The data =>

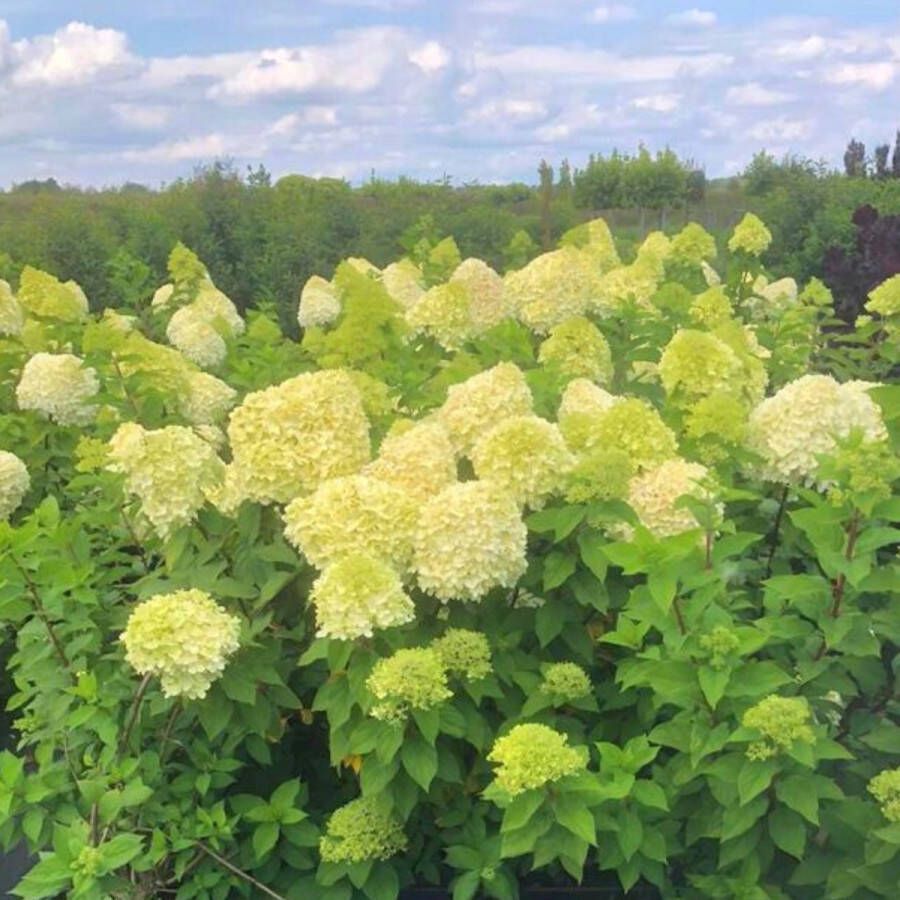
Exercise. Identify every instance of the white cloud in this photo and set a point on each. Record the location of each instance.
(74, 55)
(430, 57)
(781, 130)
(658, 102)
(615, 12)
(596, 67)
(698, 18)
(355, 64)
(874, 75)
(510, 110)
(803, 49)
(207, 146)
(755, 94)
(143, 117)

--

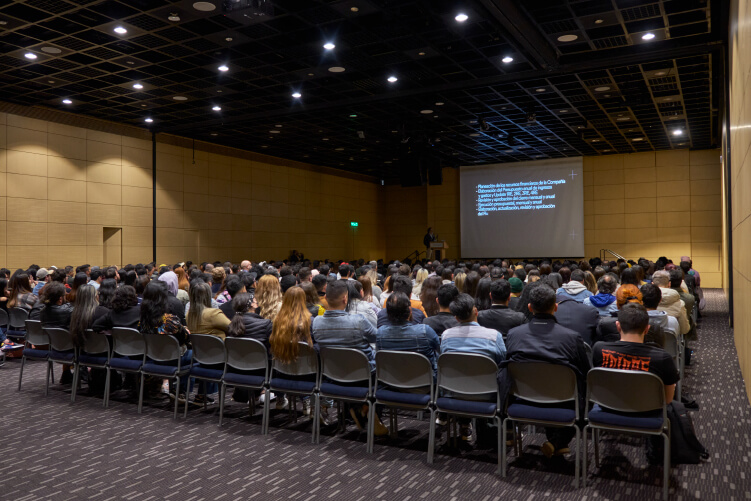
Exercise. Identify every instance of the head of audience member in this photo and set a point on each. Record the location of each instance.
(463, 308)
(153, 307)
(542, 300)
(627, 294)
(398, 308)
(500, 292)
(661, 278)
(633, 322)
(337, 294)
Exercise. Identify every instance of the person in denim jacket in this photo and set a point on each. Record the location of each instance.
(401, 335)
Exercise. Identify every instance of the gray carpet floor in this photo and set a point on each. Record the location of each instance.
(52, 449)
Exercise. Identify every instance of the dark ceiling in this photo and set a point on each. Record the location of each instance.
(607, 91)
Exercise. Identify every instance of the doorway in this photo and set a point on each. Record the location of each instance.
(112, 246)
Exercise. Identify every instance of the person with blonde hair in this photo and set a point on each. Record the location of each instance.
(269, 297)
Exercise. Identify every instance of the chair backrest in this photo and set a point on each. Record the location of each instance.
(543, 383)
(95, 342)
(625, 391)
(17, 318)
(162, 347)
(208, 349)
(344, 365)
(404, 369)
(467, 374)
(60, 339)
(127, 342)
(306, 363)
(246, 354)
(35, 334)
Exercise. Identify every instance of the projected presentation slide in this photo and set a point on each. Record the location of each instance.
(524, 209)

To be done => State how many lines in the data above contain the word "person", with case counting. Reply with the number alone.

Written response => 2